TEXTO EXTRAÍDO =
######
A análise de passivo ambiental fornece uma imagem mais precisa e menos enganosa do verdadeiro valor de um determinado imóvel. Por isso, é muito utilizado nas negociações imobiliárias, pois o comprador é solidariamente responsável pelos danos causados ao meio ambiente.

16/11/2022

1. Introdução

As grandes cidades passam por ciclos econômicos ao longo dos anos, implicando no processo de industrialização e desindustrialização, razão pela qual imóveis que compõem atividades de grande potencial poluidor são desativados, deixando como herança terrenos grandes e muitos bem localizados que se revelam como boas oportunidades de negócios para o mercado imobiliário. Todavia, junto das oportunidades, existem inúmeros riscos que não podem ser desprezados.

Quando tratamos da contaminação do solo, tem-se que a sua abordagem não consistia em objeto de preocupação da indústria, sociedade ou dos órgãos de gestão ambiental, entretanto, diante das novas exigências, grandes incorporadores estão tratando a questão do passivo ambiental como uma variável na equação. E ao final da análise e revisão final da dívida ambiental, os custos correspondentes à sua cobrança acabam sendo os grandes responsáveis pela atribuição do preço final do imóvel.
######
DADOS APRESENTADOS =
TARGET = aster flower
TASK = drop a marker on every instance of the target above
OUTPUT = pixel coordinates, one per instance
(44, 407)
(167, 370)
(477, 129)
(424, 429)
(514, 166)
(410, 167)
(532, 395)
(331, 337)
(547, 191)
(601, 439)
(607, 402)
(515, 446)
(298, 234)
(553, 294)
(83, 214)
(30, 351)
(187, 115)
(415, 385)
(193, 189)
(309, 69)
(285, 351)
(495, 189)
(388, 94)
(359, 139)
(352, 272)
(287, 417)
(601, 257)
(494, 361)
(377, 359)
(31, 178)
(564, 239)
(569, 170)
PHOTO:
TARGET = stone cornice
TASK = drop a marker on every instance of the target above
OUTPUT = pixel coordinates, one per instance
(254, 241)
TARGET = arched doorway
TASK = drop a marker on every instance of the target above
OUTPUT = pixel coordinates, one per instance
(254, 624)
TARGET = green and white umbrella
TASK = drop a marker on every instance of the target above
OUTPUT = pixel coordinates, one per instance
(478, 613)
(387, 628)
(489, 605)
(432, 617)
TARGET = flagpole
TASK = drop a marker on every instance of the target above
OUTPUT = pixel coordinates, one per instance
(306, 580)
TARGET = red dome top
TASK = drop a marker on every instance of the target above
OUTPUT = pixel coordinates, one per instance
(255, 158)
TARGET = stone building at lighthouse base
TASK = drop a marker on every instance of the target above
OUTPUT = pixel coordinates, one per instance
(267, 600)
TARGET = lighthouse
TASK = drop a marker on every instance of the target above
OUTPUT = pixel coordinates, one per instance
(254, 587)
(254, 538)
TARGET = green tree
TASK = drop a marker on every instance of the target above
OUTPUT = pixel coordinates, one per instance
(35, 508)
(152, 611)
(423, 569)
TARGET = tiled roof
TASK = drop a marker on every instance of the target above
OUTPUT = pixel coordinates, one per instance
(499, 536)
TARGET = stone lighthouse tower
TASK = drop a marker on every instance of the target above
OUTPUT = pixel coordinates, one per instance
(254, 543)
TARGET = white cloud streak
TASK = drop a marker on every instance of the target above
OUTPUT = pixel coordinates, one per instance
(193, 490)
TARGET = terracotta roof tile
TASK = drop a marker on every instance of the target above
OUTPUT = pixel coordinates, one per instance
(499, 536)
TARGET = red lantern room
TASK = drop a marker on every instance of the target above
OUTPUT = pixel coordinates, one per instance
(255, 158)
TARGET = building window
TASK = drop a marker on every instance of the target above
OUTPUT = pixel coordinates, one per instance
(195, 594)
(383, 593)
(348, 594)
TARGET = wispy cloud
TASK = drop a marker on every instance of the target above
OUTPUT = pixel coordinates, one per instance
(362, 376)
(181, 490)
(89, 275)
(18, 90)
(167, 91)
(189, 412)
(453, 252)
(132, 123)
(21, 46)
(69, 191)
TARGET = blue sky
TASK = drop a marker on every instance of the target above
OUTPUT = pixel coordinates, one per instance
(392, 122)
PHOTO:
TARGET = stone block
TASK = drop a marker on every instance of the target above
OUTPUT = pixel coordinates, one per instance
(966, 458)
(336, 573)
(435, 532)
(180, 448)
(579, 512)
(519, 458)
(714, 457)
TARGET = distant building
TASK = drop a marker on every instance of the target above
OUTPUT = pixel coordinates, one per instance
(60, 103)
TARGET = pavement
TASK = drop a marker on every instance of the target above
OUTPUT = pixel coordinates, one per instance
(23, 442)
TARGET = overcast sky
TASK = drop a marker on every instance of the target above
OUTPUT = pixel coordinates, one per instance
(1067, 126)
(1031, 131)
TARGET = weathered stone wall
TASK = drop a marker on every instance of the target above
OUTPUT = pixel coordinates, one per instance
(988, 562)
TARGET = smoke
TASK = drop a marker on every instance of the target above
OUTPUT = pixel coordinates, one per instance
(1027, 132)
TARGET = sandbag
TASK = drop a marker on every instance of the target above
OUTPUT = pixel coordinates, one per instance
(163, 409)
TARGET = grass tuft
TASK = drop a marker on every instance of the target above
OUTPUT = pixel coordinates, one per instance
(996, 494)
######
LISTA DE TAREFAS =
**A)** Reescreva o trecho do texto sobre passivo ambiental que abre com as palavras "1. Introdução" e fecha com "podem ser desprezados.", trocando "mercado imobiliário" por "setor imobiliário".
**B)** Responda com base no texto sobre passivo ambiental:
(i) Por que a análise de passivo ambiental é muito utilizada nas negociações imobiliárias?
(ii) O que os imóveis desativados deixam como herança?
(iii) O que acaba sendo o grande responsável pela atribuição do preço final do imóvel?
As linhas não são necessárias para este exercício.

RESPOSTAS DO EXERCÍCIO =
**A)**
1. Introdução

As grandes cidades passam por ciclos econômicos ao longo dos anos, implicando no processo de industrialização e desindustrialização, razão pela qual imóveis que compõem atividades de grande potencial poluidor são desativados, deixando como herança terrenos grandes e muitos bem localizados que se revelam como boas oportunidades de negócios para o setor imobiliário. Todavia, junto das oportunidades, existem inúmeros riscos que não podem ser desprezados.

**B)**
(i) Porque o comprador é solidariamente responsável pelos danos causados ao meio ambiente.
(ii) Terrenos grandes e muitos bem localizados.
(iii) Os custos correspondentes à cobrança da dívida ambiental.